### Text segment
- Opening Delimiter -
But a recent Goldman Sachs poll found that black-owned businesses were less likely to have applied for a PPP loan — 79 percent had, compared to 91 percent of all small-business owners surveyed — and were less likely to have had their loans approved, with just 40 percent authorized compared to 52 percent overall. Minority businesses have fewer employees on average and are less likely to have existing relationships with traditional lenders such as banks and credit unions.

Pelosi said she’s had conversations with Treasury Secretary Steven Mnuchin about why the loans weren’t going to those smaller businesses and he told her it’s because it’s not required.

“So what we’d like to see is if we couldn’t do something in the next bill that went beyond just saying that the set-aside was for the lenders in these communities. … We do have some requirements,” she said.

One criterion, according to Pelosi, would be to set aside money for businesses with 25 or fewer employees.

“I’d like to make it 10, frankly, but I think it’d probably survive the process at 25,” she said.

The Democrats’ bill would also expand small business relief to nonprofits that were previously excluded, such as 501(c)(4) and 501(c)(6) organizations, Pelosi said.

Other options

Pelosi acknowledged that the PPP would never be able to help the roughly 30 million small businesses throughout the country and that other proposals might be more efficient in providing relief to all. She said a guaranteed income proposal from Rep. Pramila Jayapal, D-Wash., and Sen. Elizabeth Warren, D-Mass., was “very worthy of consideration.”

Jayapal’s bill would provide employers a three-month grant to cover worker wages and benefits, retroactive to March 1.
- Closing Delimiter -
### What you need to do
Continue the news article on Pelosi and small-business relief, starting after its last sentence about Jayapal's three-month grant bill.

### Material supplied
- Opening Delimiter -
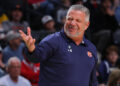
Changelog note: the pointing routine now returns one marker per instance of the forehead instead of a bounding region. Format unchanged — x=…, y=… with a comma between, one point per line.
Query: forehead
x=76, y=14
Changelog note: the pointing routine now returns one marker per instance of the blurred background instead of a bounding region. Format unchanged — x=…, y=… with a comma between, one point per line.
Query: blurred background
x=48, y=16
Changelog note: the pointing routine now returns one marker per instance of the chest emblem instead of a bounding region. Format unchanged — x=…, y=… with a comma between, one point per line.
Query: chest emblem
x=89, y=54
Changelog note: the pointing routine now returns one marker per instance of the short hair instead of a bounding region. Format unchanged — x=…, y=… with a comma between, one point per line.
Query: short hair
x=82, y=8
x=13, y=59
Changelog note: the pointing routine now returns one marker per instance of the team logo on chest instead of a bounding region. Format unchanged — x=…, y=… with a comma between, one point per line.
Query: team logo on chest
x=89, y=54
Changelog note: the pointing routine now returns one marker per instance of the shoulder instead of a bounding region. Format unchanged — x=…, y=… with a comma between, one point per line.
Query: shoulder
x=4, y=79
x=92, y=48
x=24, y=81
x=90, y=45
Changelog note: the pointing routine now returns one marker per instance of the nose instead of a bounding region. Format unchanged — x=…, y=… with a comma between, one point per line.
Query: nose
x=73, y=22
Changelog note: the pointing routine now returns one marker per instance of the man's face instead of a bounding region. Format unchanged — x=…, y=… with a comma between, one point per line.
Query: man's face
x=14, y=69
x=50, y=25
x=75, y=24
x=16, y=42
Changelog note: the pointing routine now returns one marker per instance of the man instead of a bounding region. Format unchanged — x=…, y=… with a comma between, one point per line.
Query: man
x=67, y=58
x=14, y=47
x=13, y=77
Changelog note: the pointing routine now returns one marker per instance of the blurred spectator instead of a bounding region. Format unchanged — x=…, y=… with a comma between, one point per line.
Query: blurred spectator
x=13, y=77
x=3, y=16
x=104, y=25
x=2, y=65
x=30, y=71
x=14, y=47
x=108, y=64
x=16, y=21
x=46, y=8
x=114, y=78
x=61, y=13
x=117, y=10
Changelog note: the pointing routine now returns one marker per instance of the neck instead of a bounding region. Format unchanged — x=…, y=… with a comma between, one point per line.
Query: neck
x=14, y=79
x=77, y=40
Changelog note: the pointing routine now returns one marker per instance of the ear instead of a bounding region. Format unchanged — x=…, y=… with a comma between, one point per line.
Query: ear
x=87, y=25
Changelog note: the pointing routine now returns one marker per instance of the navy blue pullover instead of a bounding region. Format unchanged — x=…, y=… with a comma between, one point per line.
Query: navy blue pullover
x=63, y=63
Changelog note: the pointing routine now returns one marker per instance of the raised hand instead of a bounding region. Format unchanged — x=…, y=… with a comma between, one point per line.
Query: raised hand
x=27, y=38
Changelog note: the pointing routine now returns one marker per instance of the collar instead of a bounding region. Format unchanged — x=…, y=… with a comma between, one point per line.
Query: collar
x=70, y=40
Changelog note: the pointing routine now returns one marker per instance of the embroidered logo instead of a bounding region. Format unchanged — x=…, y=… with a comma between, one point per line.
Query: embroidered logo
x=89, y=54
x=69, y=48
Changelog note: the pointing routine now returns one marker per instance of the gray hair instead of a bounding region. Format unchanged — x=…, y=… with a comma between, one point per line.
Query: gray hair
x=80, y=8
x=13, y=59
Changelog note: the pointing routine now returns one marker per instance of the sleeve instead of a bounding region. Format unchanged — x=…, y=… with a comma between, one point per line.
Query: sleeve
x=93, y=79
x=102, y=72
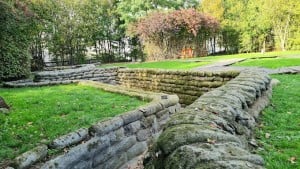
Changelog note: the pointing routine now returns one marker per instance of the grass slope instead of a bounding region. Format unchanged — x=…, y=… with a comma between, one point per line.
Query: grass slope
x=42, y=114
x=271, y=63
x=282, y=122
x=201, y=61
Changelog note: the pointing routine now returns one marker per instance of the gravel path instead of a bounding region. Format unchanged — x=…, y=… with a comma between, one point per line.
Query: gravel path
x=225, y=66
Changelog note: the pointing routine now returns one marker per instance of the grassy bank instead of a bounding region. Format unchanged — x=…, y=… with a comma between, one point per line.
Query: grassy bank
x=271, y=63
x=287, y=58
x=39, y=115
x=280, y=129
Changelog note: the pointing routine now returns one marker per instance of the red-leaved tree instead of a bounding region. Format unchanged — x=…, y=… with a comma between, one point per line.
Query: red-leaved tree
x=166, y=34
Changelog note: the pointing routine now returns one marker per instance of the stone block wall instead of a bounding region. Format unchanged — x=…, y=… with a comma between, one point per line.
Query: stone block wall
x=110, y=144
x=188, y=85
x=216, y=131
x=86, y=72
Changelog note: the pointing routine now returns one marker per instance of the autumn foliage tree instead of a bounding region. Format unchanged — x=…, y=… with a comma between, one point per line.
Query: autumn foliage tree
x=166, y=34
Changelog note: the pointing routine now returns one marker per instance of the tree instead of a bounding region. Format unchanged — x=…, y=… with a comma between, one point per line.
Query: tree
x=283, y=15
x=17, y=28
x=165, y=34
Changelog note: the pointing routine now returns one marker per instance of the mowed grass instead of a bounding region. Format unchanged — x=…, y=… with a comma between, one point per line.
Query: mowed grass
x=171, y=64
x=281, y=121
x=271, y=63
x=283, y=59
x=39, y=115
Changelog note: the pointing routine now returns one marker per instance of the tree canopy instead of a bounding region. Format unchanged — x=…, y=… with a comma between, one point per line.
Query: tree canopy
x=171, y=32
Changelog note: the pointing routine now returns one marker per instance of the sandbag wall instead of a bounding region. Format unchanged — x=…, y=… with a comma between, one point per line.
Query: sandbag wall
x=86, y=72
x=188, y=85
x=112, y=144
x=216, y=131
- Closing Delimiter -
### Answer section
“A path from 3 million to 30 million is a long road,” Pelosi said, referencing the roughly 3 million businesses benefiting from PPP. “And this other paycheck guarantee might be a faster route for us to go.”

The relief measures enacted so far aren’t stopping many businesses from closing. A survey from the U.S. Chamber of Commerce released Tuesday found that a quarter of small businesses have temporarily closed due to the pandemic, and another 40 percent said they will likely shut down temporarily within the next two weeks. 

“There’s no amount of government assistance that will be able to replace the ability to safely reopen,” said Neil Bradley, the chamber’s chief policy officer. “The assistance provided by programs like the PPP have helped but they are a bridge, and we have to get to the other side of that bridge.”

The chamber poll also found that 43 percent of small-business owners feared they had less than six months before they closed for good. Another survey by Goldman Sachs found that just 77 percent of owners felt confident their small businesses would survive the pandemic.

Bradley said the next package would need to help low-margin companies that rely on large volumes of customers to turn a profit, such as bars, restaurants and movie theaters. He has just begun sharing ideas with other business groups and those on the Hill about what is needed.

“It should serve, in particular, those businesses that need a bridge until full occupancy,” he said.